··· Provided data ···

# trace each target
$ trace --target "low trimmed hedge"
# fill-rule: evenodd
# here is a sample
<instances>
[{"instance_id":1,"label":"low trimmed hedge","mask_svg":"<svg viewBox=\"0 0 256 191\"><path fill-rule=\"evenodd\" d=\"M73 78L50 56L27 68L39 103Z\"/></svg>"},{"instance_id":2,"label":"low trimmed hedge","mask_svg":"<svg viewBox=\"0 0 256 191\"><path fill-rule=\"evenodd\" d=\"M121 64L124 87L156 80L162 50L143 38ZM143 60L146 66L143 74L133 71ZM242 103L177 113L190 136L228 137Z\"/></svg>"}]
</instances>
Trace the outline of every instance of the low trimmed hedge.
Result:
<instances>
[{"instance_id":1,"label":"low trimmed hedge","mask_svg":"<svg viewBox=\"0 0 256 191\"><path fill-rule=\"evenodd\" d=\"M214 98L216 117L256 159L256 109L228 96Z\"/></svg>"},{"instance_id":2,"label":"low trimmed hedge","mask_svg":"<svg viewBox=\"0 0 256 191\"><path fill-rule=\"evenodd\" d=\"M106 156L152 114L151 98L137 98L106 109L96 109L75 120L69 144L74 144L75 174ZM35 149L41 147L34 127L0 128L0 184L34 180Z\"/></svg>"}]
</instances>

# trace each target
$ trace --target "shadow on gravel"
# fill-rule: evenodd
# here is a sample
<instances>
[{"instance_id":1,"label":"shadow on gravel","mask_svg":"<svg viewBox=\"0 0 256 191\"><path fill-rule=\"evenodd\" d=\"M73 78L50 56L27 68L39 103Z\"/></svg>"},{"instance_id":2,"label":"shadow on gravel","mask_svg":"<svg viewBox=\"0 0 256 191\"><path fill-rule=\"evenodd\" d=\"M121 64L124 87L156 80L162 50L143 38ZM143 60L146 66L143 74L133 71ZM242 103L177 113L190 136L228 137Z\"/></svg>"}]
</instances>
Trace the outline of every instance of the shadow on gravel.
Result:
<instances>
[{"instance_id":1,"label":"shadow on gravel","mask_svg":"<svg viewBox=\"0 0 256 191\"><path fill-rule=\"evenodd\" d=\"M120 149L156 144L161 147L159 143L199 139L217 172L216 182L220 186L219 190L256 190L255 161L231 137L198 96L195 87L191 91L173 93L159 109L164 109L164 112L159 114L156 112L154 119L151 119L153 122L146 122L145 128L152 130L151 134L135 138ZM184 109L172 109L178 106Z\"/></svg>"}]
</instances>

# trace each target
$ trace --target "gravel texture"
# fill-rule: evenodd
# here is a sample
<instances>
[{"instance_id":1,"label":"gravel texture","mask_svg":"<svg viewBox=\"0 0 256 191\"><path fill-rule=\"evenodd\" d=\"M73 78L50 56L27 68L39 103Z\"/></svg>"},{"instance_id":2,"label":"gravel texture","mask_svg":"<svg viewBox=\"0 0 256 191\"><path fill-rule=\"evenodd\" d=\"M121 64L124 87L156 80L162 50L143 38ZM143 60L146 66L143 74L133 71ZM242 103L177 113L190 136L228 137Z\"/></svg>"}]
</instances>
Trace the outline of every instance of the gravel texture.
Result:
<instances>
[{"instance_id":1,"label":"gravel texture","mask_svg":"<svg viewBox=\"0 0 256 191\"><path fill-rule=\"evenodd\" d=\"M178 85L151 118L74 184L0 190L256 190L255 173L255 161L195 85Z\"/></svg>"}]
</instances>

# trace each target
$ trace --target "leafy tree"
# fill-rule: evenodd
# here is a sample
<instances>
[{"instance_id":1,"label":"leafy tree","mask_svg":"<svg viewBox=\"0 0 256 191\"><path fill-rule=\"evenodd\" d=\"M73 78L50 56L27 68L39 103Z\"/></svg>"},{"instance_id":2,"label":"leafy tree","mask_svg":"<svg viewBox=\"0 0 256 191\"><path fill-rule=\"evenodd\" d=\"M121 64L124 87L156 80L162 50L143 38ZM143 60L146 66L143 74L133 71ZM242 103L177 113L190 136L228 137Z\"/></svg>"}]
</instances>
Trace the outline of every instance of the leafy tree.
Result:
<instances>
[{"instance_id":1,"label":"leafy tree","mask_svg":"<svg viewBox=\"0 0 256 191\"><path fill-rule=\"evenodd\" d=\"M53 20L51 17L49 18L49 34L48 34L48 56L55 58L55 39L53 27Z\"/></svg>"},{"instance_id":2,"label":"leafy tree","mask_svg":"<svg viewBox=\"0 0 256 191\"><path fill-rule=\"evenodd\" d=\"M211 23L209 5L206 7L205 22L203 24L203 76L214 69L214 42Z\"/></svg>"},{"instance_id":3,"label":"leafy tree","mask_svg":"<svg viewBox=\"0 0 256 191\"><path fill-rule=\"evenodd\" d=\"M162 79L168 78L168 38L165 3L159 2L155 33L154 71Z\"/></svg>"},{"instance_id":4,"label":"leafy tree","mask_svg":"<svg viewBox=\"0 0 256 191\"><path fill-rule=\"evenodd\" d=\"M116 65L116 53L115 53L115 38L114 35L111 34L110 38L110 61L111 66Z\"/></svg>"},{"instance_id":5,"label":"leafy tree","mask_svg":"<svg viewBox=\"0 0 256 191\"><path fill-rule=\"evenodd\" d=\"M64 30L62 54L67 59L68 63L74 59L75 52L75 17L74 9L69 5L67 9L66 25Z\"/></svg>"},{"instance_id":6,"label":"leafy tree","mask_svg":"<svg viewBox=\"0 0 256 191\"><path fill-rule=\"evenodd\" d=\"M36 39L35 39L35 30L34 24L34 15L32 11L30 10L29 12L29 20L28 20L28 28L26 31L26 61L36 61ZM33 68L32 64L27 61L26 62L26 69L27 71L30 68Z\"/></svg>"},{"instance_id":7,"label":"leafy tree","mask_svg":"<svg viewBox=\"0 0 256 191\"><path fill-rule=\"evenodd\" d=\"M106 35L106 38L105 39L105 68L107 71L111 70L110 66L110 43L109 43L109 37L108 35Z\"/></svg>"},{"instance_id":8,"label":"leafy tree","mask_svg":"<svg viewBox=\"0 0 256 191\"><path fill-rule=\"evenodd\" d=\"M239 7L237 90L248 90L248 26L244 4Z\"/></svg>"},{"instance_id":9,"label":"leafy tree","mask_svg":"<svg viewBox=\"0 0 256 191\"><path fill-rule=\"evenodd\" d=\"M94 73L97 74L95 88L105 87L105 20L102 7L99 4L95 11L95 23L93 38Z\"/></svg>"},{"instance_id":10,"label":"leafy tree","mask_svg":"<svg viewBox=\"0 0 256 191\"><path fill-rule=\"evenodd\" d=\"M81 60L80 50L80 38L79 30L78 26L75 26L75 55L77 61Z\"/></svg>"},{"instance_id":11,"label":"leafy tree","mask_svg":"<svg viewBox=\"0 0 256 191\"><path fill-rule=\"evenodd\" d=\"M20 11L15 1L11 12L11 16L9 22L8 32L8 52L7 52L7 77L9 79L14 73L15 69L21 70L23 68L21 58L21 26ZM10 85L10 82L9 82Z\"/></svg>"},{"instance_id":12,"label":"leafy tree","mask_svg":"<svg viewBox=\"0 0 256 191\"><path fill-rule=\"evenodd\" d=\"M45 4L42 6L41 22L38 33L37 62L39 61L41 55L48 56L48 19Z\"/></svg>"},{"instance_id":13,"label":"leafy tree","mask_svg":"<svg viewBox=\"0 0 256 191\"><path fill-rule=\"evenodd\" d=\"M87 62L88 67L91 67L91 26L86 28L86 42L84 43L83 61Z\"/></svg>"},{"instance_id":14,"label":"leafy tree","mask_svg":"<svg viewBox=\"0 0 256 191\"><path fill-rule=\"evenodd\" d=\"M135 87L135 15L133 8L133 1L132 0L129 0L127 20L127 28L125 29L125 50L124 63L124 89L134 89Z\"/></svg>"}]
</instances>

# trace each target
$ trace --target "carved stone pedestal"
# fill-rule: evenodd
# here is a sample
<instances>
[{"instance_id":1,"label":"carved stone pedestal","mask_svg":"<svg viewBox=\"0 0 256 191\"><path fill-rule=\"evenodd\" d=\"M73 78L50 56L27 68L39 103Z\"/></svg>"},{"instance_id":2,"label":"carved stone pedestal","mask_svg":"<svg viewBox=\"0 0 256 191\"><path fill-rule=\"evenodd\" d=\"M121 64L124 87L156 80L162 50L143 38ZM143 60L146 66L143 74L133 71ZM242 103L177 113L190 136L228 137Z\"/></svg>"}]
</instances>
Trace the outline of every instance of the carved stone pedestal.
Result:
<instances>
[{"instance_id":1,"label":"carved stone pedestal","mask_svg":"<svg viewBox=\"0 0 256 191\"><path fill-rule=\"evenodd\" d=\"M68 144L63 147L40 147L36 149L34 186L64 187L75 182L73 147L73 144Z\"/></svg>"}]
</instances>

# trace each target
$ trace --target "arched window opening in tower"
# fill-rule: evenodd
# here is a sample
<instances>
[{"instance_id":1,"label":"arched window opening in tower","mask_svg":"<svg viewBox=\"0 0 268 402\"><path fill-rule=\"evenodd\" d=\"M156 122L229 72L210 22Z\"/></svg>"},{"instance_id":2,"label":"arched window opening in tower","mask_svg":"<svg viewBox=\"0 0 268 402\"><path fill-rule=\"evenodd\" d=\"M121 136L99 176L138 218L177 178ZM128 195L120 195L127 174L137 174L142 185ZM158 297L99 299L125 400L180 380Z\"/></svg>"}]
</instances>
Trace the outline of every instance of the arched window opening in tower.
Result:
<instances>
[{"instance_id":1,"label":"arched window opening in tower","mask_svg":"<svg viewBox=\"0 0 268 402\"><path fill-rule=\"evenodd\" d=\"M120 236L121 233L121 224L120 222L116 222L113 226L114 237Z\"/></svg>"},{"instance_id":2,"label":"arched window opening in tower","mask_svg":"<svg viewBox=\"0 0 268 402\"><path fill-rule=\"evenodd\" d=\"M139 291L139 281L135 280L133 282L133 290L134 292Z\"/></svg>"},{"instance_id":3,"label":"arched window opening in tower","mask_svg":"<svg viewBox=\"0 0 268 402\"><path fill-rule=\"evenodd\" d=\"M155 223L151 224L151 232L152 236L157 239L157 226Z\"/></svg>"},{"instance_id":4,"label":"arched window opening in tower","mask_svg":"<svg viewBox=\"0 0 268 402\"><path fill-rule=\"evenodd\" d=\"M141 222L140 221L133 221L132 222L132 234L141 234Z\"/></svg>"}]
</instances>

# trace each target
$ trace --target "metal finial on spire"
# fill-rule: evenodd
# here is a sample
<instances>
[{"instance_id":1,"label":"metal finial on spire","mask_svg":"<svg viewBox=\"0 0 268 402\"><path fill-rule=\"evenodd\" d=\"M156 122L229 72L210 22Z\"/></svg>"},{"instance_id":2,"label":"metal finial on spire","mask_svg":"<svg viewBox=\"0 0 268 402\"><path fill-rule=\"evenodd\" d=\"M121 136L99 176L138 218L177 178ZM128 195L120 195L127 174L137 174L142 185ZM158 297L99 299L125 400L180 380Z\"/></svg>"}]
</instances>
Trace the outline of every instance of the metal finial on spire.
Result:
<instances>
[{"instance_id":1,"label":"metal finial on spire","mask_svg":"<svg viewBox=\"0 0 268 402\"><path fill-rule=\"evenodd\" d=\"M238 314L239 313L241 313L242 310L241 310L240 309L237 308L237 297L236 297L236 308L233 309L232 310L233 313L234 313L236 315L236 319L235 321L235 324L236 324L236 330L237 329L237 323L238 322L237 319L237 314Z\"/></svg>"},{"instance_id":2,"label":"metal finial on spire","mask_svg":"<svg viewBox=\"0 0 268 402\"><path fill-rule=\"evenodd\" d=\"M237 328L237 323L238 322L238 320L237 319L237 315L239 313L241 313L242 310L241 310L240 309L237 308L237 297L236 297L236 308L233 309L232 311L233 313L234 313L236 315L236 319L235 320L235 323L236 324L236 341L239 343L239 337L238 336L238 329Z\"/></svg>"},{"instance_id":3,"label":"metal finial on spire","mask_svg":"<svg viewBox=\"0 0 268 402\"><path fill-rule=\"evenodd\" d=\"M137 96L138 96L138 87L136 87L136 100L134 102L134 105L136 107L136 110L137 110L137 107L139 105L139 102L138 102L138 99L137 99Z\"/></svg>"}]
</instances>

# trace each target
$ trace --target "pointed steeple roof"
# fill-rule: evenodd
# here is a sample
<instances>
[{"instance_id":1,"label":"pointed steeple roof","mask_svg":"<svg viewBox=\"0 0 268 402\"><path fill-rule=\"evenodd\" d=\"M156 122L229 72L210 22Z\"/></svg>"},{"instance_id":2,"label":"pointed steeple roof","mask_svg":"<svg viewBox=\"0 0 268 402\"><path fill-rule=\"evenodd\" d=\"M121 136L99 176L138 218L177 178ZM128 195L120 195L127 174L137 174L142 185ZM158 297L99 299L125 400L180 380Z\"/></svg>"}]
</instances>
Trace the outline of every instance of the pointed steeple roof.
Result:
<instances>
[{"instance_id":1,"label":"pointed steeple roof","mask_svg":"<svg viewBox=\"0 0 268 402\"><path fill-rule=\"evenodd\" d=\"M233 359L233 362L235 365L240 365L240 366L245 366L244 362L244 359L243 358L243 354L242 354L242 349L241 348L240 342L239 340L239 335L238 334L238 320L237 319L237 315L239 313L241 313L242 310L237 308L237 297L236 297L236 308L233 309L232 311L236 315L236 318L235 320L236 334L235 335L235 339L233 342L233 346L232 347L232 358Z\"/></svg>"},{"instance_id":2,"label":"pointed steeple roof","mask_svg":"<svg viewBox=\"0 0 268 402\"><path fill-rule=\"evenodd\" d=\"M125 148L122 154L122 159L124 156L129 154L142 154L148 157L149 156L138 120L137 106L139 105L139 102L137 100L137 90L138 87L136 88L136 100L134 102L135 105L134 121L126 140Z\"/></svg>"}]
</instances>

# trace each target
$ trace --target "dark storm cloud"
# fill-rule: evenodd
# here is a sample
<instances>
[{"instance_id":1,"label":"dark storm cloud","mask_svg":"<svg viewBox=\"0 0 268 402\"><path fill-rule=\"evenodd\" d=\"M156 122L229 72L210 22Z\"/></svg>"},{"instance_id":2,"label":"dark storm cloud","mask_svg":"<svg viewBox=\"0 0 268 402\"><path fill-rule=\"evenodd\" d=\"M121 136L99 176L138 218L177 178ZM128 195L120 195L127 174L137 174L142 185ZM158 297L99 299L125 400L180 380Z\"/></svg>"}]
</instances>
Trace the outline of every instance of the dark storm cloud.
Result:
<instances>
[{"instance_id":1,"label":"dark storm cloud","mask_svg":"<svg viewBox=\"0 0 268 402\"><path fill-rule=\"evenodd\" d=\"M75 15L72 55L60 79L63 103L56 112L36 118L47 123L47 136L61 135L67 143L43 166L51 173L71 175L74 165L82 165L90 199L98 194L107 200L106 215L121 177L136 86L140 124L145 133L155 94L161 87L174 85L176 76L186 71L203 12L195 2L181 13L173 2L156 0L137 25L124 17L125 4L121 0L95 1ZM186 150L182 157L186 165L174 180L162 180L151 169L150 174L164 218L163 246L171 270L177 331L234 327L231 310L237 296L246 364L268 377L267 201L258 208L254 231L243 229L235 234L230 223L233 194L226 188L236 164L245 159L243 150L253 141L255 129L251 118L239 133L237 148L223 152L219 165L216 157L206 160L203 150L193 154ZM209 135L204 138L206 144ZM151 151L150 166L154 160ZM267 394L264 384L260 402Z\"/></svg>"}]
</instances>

···

■ Written instruction ■
State how many lines of the listing above contain the string "texture", giving only the number.

■ The result ■
4